SET TASK
Pick up the discussion thread on house burning and wealth inequality in ancient settlements and keep it going, starting right after its last sentence.

EXCERPTED TEXT
* * * * *

Concerning when an article like this makes assertions but doesn't mention key social concerns associated with the culture such as the periodic burning down of the houses. [1]
Given the "social strata" ideas presented in the article, I have bias concern alarms going off.
[1] https://en.wikipedia.org/wiki/Burned_house_horizon
(edited: grammar)
> key social concerns associated with the culture such as the periodic burning down of the houses.
What do you mean by key social concerns? Are you suggesting House Burning was a form of intracommunal violence? The linked article doesn't support that.
Mass burning of homes, on a recurring 60 to 80 year cycle, then to rebuild the same structures, seems odd. Not mentioning it in the posted article seems like an substantial omission.
I don't think I agree, given the motivations and actual practices of burning are both unknown. They mention burnt homes, indicating they're aware of the practice, but steer clear of including in their study. IMO that makes the most sense because while House Burning (which may or may not have been done en masse) could be related to egalitarian home size, it's not clear that it is related; and if it is related, it's not clear at all what the relationship would be.
The only value of tying the two things together would be saying "We don't and maybe can't actually know anything about these people," which is useless. Instead they took a focused approach to using a known tool, the Gini coefficient, to make some specific guesses.
Lice is my guess as to why the houses were burned down—that or spiders.
Or bed bugs :P
How often did towns burn in the written history? Closely packed wooden structures are prone to fire — nothing remarkable
You can find your suspicions answered pretty quickly in the linked Wikipedia article.
The page mentions various explanations (just-so stories that are expected for archaeology). No definitive answer.
What sets off your alarms about the concept of "social strata"?
The article goes out of its way to characterize such ancient sites through the lens of our current culture. This kind of archeo-sociology is nothing more than a massive guess as to what was actually going on. There are simply too many possible reasons for different house sizes. The most obvious, to me, is household (family) size. There may, or may not, be a relationship between household size and social level, but I do not see how this would ever be understood from these sites.
Jumping to "household income" seems too much for me, given nothing more than house size.
Example (from the article): "In addition, poorer households are prone to lose members to richer households, have lower life expectancy and higher infant mortality rates..."
This is certainly a more modern perspective and not something I'd associate with a pastoral community like this.
Maybe I'm wrong, but I view such articles with a huge amount of skepticism.
Do you have a specific response to this?
> Based on the results of extensive excavations and geophysical surveys, this article calculates Gini coefficients—a statistical measure of inequality in the distribution of household income—of house floor sizes, which have been shown to be a suitable proxy for evaluating household variability in diverse cultural contexts and in global comparative studies (e.g. Kohler et al. Reference Kohler2017; Thompson et al. Reference Thompson, Feinman and Prufer2021; Basri & Lawrence Reference Basri and Lawrence2020).
Otherwise it seems like you're pushing your own preferred interpretation onto data you don't understand.

* * * * *

[Data records]

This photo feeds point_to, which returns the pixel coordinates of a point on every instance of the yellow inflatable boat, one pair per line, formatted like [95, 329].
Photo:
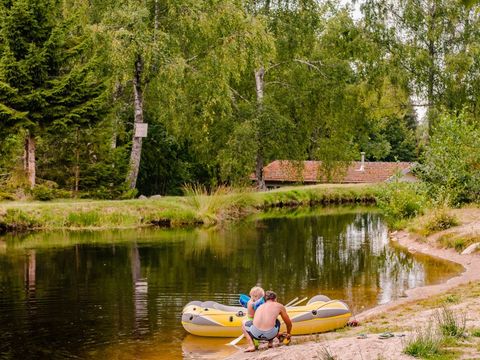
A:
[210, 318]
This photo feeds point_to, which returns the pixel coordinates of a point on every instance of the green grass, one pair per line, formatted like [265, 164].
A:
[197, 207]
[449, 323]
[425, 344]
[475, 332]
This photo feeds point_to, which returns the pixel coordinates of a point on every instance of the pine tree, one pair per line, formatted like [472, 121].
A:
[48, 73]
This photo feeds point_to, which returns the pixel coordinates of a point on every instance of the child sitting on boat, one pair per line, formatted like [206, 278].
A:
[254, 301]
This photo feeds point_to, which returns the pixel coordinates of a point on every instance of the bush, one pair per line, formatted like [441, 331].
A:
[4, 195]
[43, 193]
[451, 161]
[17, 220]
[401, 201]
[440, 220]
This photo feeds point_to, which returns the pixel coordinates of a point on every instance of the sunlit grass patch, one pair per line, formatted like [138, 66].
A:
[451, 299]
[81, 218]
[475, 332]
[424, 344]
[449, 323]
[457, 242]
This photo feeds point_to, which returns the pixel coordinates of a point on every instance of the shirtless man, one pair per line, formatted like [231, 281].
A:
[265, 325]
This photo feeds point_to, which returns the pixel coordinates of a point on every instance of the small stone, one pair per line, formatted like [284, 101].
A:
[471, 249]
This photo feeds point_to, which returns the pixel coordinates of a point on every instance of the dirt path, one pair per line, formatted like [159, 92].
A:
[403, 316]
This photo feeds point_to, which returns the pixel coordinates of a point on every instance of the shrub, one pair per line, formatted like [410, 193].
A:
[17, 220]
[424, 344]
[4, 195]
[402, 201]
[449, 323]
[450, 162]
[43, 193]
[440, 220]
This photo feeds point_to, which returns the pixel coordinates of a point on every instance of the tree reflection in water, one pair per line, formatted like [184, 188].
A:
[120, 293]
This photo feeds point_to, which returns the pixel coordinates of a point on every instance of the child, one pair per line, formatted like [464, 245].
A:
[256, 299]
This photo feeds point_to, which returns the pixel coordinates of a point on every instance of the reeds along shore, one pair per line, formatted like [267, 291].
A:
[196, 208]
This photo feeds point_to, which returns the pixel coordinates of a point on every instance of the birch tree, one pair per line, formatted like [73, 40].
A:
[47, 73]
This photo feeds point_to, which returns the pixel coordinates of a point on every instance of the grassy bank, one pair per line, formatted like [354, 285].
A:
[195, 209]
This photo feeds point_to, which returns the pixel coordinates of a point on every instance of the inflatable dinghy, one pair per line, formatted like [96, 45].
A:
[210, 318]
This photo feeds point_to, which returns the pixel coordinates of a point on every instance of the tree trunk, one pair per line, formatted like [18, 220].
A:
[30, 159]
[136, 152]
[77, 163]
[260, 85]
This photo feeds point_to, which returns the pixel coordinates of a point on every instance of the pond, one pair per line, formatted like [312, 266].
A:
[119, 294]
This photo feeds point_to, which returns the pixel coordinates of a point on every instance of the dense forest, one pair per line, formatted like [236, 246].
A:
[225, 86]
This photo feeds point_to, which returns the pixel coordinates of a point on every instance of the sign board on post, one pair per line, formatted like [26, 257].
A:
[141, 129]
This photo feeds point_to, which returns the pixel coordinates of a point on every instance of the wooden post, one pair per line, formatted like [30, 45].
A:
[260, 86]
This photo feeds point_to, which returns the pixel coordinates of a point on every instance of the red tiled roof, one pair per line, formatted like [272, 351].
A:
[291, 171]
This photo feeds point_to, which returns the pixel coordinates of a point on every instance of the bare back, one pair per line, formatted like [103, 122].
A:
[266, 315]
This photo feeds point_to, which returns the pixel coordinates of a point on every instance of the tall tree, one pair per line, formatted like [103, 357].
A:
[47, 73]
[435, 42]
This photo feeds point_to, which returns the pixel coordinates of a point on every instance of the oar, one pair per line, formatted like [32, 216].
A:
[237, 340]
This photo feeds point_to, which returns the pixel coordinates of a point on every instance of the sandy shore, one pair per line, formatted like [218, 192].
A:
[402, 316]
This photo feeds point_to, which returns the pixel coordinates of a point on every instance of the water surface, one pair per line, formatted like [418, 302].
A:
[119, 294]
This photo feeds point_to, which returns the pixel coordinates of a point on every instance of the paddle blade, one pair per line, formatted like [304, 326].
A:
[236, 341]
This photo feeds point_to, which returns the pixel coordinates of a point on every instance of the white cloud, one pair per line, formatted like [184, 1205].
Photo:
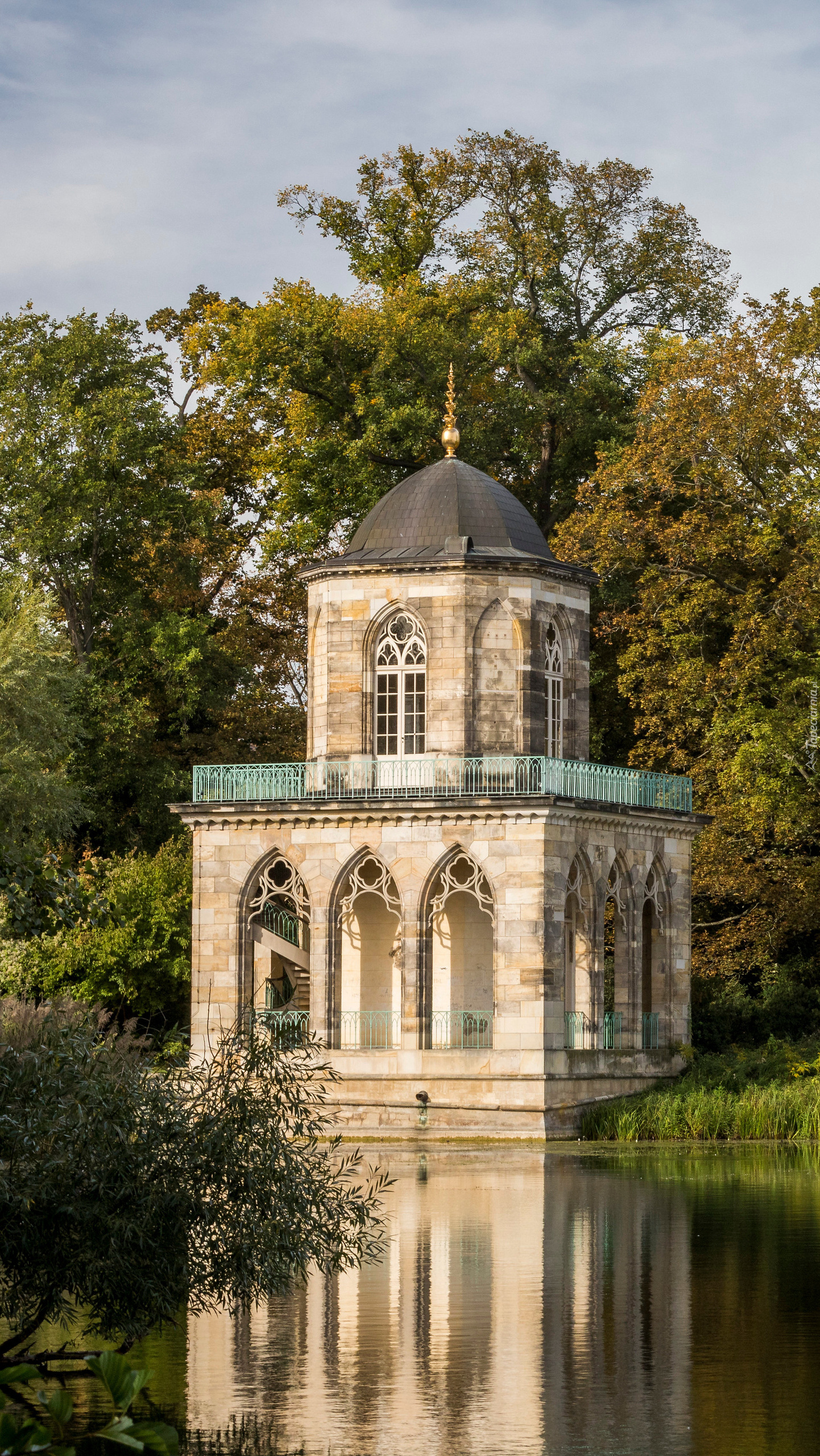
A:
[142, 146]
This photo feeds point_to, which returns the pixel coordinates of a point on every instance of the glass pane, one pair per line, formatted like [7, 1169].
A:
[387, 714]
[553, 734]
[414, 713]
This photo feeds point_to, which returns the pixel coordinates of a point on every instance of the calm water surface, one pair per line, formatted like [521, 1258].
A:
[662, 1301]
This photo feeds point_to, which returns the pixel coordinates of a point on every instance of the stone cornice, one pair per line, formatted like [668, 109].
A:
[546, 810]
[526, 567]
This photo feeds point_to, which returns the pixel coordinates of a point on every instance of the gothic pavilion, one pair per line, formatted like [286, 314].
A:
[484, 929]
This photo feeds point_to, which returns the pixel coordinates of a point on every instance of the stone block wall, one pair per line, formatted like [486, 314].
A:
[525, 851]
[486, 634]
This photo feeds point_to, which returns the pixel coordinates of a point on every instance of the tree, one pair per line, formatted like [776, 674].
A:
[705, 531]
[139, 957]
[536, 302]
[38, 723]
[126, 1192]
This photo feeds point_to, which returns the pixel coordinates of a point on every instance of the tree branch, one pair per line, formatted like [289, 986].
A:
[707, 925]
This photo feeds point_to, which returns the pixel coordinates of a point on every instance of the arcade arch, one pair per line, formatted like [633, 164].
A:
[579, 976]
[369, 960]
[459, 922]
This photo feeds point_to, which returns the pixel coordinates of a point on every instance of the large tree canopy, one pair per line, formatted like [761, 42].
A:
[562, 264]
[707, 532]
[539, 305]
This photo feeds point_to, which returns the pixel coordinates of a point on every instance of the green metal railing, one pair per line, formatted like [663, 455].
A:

* * * * *

ANSWER TO THIS EXERCISE
I don't agree that the authors went out of their way to characterize the ruins through a lens of our modern society. If they did, they've hidden that from me.
Yeah, the disenfranchised burned down the rich people’s homes, same dif
And burn down their own homes as well?
That's pretty much a reflection of current social trends, right?
For a while now, I've been working on a theory that these mega-sites emerged for matchmaking purposes.
Basically, I see it most men and women had a bad deal in choosing their mate in inegalitarian villages, some temporary festivals were held where an example of more fairness being possible was shown and then these mega-sites merged festivals and village in a location that now had hundreds of potential matches for everyone.
Not sure if I understand you right, but neolithic villages were likely way, way more egalitarian than anything we have today.
When you have no material wealth (as a status indicator) that can be passed on that divides people by birth and no formal power system, then the status will be the deeds of the people. And people are not that different on average.
Inbreeding would be rather a strong motivation to get fresh blood and have regular festivals to achieve that. But trading, and general coordination and communication to fight of bigger threats were likely a strong motivator as well.
The article seems to be making the argument that
- these "megasites" were bigger and more urban than your typical Neolithic village, and certainly than a typical group of nomads or hunter-gatherers.
- normally, increased urbanisation like that would lead to increased levels of inequality, for the reasons you mention (you can acquire more material wealth through specialisation, and it's easier to accumulate it when you don't have to carry it with you)
- but actually, from their analysis of floor plan sizes, there wasn't as much inequality as we might expect.
It seems a little tenuous to me. I'd like to see their conclusions when you add on the error bars for "just how strongly family wealth correlates to house size", "how accurate is our distribution of house sizes given we only recovered X% of them" and all the other assumptions being made along the way.
Are you suggesting disparities in material wealth did not exist in neolithic times? Why would you think that?
No, it’s suggesting the orders of magnitude were smaller.
Bill gates has what 1 million times more wealth than the average person his age, more? There’s no way someone in a Neolithic village could get that kind of advantage over the average person in a neolithic village. Someone having 10x the productivity/wealth/etc sure, but 10,000x just isn’t on the table at least as considered by the time period. We place extreme value on gold where a shiny stone might be worth thousands of tons of food, but nobody back then would make such an exchange.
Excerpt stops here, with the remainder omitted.